▸ Given problem:
Write out every line from the one containing "the steep hillside." through the last of the rows, requests included. Scale each coordinate in the answers by 1.2 and round it to a whole number, with halves rounding up.

[Start Records for this task]

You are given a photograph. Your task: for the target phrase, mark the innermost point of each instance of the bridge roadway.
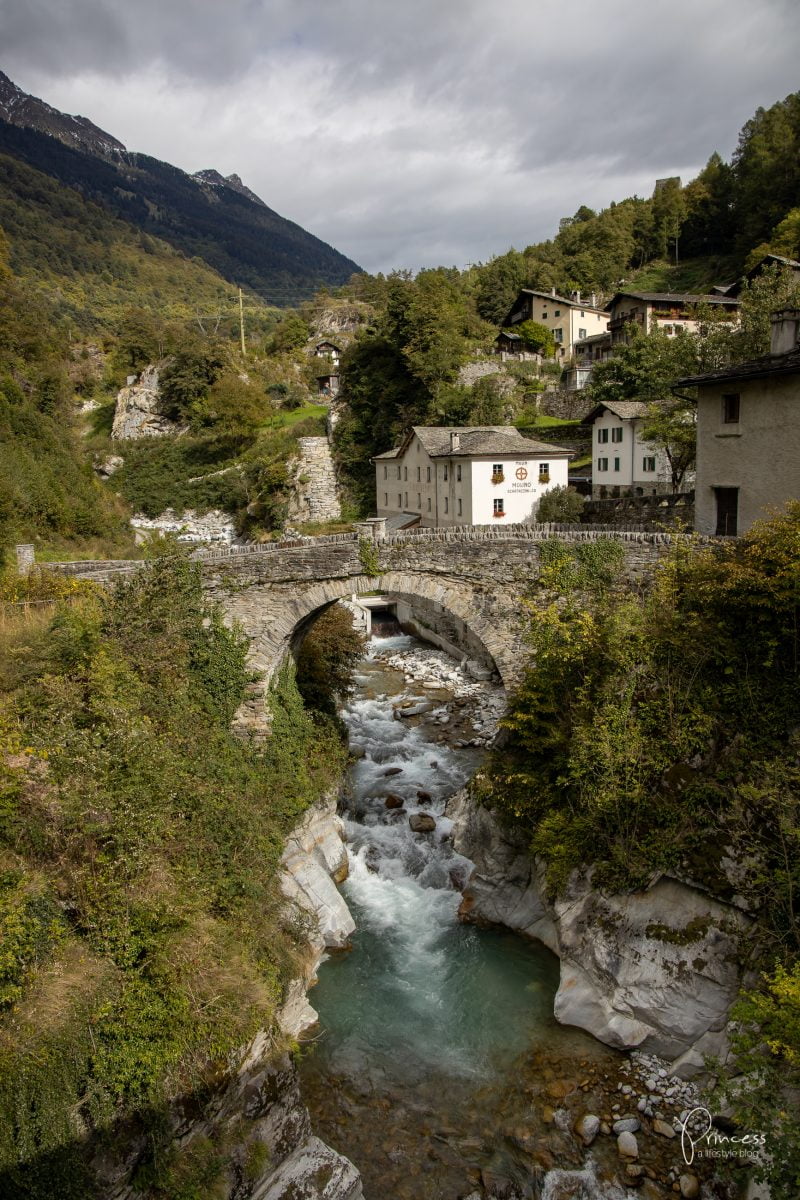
(470, 577)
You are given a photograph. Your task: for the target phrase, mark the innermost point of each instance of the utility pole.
(241, 324)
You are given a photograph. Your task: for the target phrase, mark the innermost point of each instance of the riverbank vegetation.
(659, 732)
(144, 939)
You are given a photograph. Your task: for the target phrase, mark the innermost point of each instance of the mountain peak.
(214, 179)
(30, 113)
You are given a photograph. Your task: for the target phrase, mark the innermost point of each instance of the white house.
(620, 461)
(569, 321)
(749, 435)
(470, 475)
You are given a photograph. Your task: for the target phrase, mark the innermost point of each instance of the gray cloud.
(417, 133)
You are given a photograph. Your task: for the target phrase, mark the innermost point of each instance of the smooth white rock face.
(632, 975)
(316, 852)
(137, 413)
(313, 1171)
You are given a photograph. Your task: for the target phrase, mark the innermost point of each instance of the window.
(731, 409)
(727, 503)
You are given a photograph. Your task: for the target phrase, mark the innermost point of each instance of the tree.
(536, 337)
(328, 659)
(561, 504)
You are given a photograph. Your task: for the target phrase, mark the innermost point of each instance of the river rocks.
(204, 528)
(313, 858)
(313, 1171)
(588, 1128)
(627, 1146)
(654, 969)
(663, 1128)
(137, 413)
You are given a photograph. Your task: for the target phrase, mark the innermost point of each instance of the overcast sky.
(415, 132)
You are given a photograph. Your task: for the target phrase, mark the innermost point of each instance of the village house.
(569, 321)
(668, 311)
(329, 351)
(749, 435)
(471, 475)
(621, 462)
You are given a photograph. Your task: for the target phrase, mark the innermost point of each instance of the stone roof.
(474, 441)
(626, 409)
(757, 369)
(672, 298)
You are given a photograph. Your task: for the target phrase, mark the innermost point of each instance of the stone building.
(469, 475)
(621, 462)
(668, 311)
(569, 321)
(749, 435)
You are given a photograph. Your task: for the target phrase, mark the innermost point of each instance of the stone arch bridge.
(467, 582)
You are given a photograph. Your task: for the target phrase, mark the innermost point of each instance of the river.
(438, 1066)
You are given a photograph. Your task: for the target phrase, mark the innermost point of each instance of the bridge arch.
(271, 615)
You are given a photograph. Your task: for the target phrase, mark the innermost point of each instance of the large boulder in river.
(656, 969)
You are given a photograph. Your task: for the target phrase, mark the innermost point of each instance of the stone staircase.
(316, 493)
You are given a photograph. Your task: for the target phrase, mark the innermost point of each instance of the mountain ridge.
(206, 215)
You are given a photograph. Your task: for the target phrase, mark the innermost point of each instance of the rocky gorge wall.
(654, 970)
(259, 1110)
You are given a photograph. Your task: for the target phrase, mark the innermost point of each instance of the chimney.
(786, 330)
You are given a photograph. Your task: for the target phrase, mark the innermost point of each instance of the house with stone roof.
(669, 311)
(621, 462)
(749, 435)
(569, 321)
(447, 475)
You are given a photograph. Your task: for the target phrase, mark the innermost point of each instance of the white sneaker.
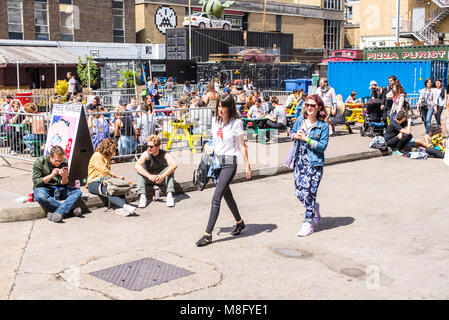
(306, 229)
(170, 200)
(129, 208)
(142, 201)
(122, 212)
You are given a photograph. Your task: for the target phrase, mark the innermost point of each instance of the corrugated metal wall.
(284, 41)
(210, 41)
(345, 77)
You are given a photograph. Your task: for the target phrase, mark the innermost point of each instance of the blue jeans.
(126, 145)
(427, 117)
(45, 197)
(34, 137)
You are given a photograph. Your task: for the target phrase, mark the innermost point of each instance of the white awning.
(36, 55)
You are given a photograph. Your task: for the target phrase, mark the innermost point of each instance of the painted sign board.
(69, 130)
(433, 53)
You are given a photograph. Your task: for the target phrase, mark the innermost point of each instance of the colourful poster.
(63, 128)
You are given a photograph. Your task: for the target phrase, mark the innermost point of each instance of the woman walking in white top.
(440, 100)
(227, 133)
(426, 103)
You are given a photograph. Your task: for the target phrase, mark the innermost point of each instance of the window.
(332, 34)
(15, 19)
(332, 4)
(118, 21)
(67, 20)
(41, 19)
(278, 23)
(348, 12)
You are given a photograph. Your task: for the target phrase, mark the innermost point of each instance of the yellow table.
(183, 136)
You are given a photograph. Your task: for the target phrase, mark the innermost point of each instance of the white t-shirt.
(226, 142)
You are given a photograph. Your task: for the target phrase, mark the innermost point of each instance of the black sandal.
(204, 241)
(238, 228)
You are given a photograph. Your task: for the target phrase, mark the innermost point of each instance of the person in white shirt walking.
(227, 132)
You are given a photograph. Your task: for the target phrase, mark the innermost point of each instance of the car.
(203, 21)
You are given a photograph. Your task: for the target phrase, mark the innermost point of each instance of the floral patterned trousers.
(307, 180)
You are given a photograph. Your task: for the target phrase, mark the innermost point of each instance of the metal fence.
(179, 129)
(22, 135)
(281, 95)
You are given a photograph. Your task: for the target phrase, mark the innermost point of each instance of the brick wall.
(3, 20)
(95, 20)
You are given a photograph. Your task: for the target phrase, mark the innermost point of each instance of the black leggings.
(438, 114)
(115, 200)
(222, 189)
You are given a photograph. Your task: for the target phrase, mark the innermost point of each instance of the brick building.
(68, 20)
(372, 23)
(314, 23)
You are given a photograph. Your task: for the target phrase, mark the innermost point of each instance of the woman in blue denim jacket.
(311, 134)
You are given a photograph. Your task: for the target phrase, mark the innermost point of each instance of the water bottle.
(157, 193)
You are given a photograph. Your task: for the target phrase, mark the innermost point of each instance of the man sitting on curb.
(50, 179)
(398, 135)
(155, 167)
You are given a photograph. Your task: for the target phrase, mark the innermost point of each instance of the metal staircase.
(426, 34)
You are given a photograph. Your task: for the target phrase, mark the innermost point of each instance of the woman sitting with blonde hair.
(337, 113)
(100, 168)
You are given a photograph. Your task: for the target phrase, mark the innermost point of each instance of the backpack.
(417, 155)
(200, 175)
(78, 87)
(378, 143)
(114, 186)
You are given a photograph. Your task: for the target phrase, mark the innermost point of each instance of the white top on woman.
(226, 137)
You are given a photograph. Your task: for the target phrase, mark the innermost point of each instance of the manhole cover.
(141, 274)
(353, 272)
(294, 253)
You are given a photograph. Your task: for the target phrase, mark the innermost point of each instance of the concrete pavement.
(383, 236)
(266, 160)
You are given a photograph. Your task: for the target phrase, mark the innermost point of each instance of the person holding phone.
(50, 184)
(228, 142)
(311, 133)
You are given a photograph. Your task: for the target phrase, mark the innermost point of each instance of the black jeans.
(397, 144)
(227, 173)
(438, 114)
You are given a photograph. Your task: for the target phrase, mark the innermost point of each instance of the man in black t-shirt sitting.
(398, 133)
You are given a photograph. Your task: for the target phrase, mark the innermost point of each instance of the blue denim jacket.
(320, 139)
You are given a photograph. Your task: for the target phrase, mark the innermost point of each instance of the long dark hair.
(321, 115)
(227, 102)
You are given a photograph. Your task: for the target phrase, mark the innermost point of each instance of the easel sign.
(69, 130)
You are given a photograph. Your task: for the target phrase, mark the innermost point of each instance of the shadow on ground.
(333, 222)
(250, 230)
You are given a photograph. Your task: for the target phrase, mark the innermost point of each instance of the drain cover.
(141, 274)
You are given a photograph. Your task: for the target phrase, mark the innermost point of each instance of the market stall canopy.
(33, 56)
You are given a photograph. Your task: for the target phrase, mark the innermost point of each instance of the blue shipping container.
(345, 77)
(291, 84)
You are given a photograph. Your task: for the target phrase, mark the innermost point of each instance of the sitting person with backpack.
(99, 170)
(398, 135)
(155, 167)
(50, 184)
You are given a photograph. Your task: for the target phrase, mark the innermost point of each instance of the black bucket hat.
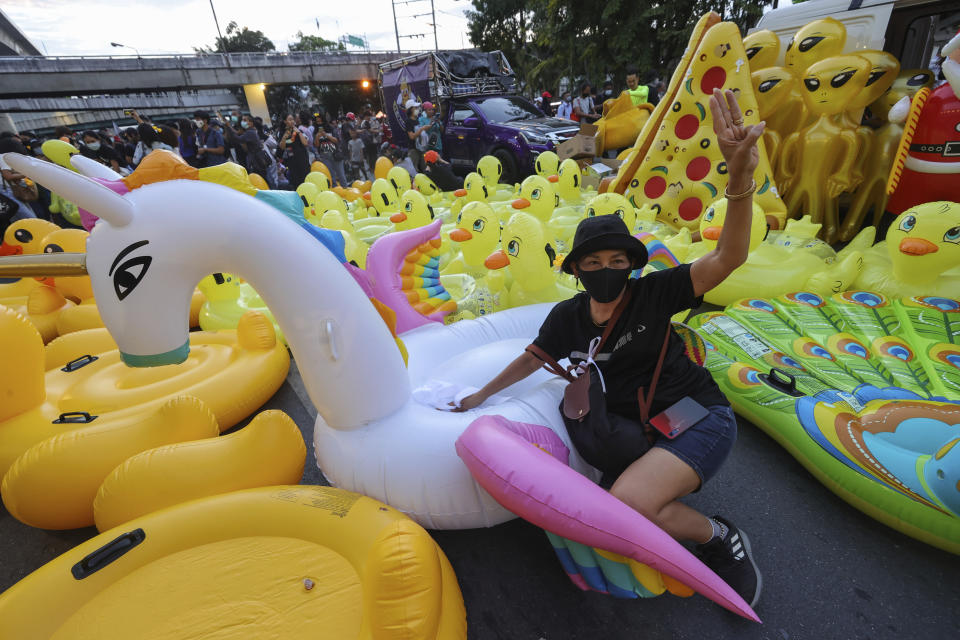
(604, 232)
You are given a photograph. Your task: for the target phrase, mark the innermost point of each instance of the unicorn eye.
(130, 273)
(841, 79)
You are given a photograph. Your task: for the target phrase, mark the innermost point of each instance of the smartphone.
(679, 417)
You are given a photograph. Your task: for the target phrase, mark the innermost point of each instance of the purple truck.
(481, 115)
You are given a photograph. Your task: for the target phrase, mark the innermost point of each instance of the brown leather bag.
(576, 395)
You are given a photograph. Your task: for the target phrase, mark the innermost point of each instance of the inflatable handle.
(78, 363)
(782, 381)
(107, 553)
(75, 416)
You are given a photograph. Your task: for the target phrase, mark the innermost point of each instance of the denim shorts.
(705, 445)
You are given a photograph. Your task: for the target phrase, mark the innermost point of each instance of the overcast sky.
(61, 27)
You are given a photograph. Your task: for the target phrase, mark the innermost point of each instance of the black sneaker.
(732, 560)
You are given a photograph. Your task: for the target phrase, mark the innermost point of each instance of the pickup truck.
(481, 114)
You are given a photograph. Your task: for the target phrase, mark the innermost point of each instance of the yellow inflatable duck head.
(25, 236)
(537, 197)
(425, 185)
(763, 49)
(772, 87)
(569, 180)
(813, 42)
(908, 82)
(884, 68)
(924, 241)
(527, 253)
(547, 164)
(490, 170)
(383, 197)
(474, 189)
(318, 178)
(612, 203)
(711, 225)
(414, 212)
(478, 232)
(220, 287)
(77, 288)
(829, 86)
(399, 178)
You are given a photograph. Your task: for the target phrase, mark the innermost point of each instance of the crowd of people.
(587, 106)
(282, 155)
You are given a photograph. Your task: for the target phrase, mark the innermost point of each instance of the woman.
(651, 479)
(294, 144)
(188, 141)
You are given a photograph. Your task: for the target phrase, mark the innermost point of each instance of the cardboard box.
(582, 145)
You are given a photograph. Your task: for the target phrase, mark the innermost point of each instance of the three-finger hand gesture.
(737, 141)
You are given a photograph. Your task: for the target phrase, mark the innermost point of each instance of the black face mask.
(604, 285)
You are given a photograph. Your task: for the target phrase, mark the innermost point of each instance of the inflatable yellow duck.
(530, 256)
(920, 257)
(778, 266)
(414, 211)
(227, 299)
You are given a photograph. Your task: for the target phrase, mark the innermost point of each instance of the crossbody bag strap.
(647, 402)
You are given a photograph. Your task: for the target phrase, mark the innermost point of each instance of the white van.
(912, 30)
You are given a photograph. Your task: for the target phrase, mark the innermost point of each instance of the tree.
(239, 40)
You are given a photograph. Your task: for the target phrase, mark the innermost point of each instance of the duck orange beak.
(917, 246)
(712, 233)
(10, 250)
(496, 260)
(460, 235)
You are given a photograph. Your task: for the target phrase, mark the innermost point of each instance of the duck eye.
(767, 85)
(841, 79)
(808, 43)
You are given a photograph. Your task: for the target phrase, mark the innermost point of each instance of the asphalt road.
(829, 571)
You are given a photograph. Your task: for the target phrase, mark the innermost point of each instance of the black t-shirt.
(630, 354)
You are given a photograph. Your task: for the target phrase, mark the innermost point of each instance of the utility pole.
(396, 29)
(216, 22)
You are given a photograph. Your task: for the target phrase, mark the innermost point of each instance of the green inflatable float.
(864, 391)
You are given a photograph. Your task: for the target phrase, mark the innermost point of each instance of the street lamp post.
(126, 46)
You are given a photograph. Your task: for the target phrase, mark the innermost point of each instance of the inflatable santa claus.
(927, 166)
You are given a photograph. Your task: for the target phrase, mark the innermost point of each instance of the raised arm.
(738, 144)
(524, 365)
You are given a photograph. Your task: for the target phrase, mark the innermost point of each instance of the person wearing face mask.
(565, 109)
(584, 108)
(94, 148)
(638, 368)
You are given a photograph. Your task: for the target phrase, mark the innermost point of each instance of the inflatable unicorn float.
(155, 243)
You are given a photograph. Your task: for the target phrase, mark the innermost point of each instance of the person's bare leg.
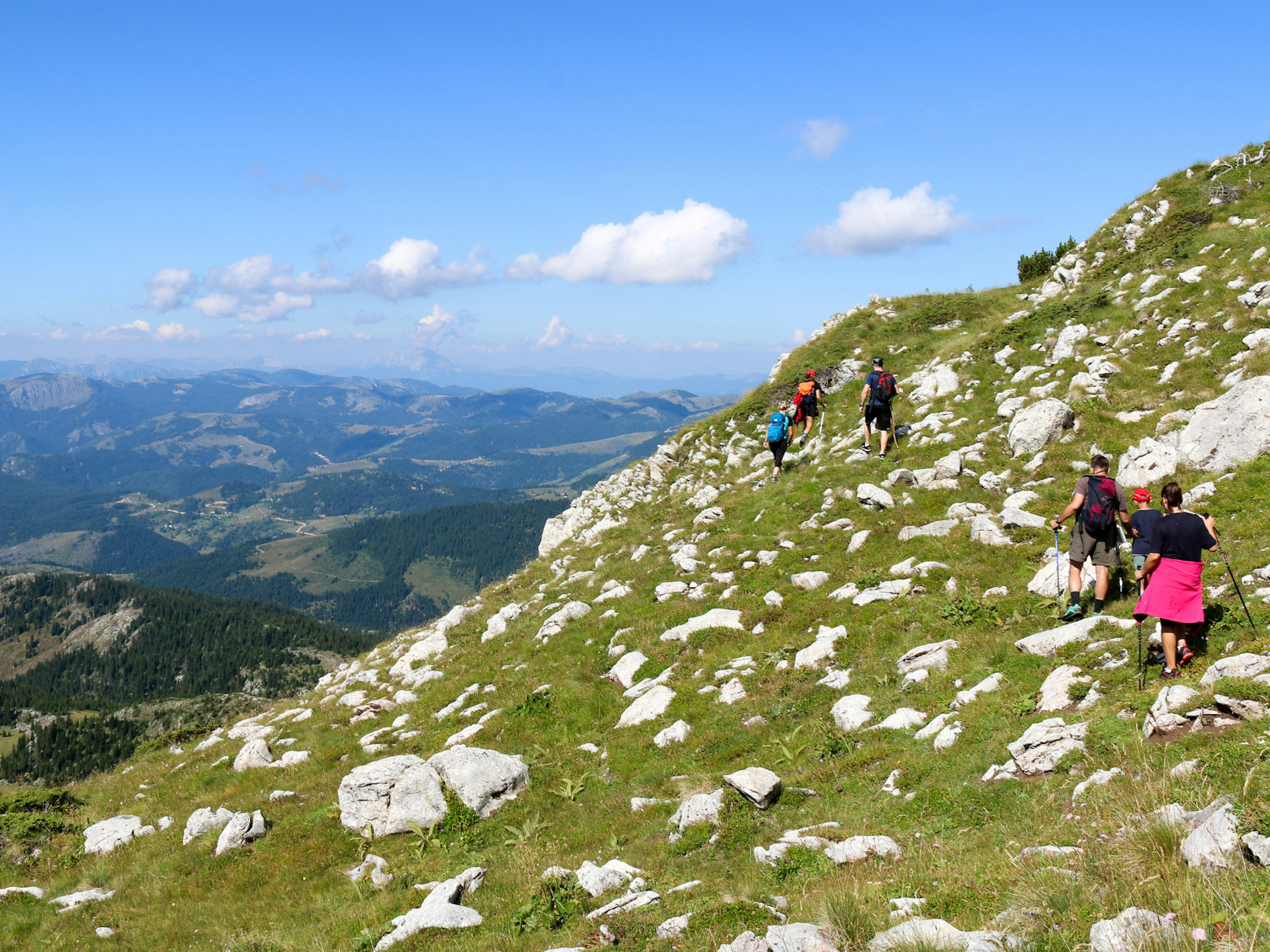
(1074, 578)
(1102, 578)
(1169, 635)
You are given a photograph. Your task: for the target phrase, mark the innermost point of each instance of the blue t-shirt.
(1145, 521)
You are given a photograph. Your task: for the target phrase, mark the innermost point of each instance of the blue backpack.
(778, 428)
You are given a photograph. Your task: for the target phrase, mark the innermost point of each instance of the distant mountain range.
(444, 375)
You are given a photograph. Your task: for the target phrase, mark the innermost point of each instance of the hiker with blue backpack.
(1098, 503)
(778, 440)
(875, 399)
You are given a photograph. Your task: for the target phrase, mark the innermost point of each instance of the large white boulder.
(851, 713)
(1044, 744)
(933, 657)
(484, 780)
(1133, 931)
(390, 794)
(1214, 843)
(242, 829)
(650, 706)
(106, 836)
(757, 785)
(441, 909)
(1151, 461)
(700, 808)
(1036, 426)
(1230, 431)
(204, 820)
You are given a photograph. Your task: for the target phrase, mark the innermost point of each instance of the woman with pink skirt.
(1175, 567)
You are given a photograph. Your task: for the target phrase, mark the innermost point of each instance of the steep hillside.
(868, 649)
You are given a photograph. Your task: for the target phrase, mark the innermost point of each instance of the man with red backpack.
(1098, 503)
(875, 399)
(807, 404)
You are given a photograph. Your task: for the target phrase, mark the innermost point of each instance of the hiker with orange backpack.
(1098, 503)
(807, 404)
(875, 399)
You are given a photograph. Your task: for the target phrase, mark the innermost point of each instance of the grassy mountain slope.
(378, 574)
(960, 838)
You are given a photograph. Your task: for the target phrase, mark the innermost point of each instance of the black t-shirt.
(1143, 522)
(1182, 536)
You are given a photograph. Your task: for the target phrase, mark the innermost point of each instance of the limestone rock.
(874, 497)
(624, 672)
(484, 780)
(676, 734)
(1147, 464)
(387, 795)
(1055, 690)
(810, 580)
(714, 619)
(1232, 429)
(1036, 426)
(759, 785)
(254, 753)
(698, 809)
(441, 909)
(106, 836)
(1047, 643)
(798, 937)
(933, 657)
(1214, 843)
(1044, 744)
(857, 850)
(1246, 666)
(986, 531)
(204, 820)
(1133, 931)
(242, 829)
(851, 713)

[End Records for this task]

▸ Task answer:
You are given a photograph. Your task: for the target phrase, mark the innermost point of each instance of the steep hillside.
(1042, 779)
You are given a photograph. Your task: for the target phrase, mark the innermost point of each instance of the man with red backpack.
(1318, 604)
(1050, 479)
(968, 485)
You are given a photograph. Your task: for the target phrase, mark the innermost point of each instance of the hiker with orange backpack.
(1318, 604)
(968, 485)
(1050, 479)
You are given a photograph. Your task: for the target phrase, mark the innermost point of each instance of the grassy mountain slope.
(454, 689)
(1152, 1006)
You are given a photograph. Your task: for the target phrase, mark the innermost point of each instance of the black t-shirt.
(1372, 626)
(1418, 643)
You are given a photograph. Your task: for the target phrase, mark the innermost point of each instance of the limestone rock.
(1049, 596)
(749, 806)
(581, 936)
(811, 881)
(1376, 557)
(464, 954)
(1266, 828)
(972, 696)
(857, 743)
(1478, 515)
(1243, 511)
(911, 942)
(305, 904)
(838, 971)
(529, 1091)
(127, 1003)
(1256, 772)
(958, 1124)
(1120, 788)
(1457, 1012)
(1253, 893)
(1028, 1020)
(1495, 799)
(1183, 637)
(245, 984)
(1360, 1117)
(290, 995)
(1021, 856)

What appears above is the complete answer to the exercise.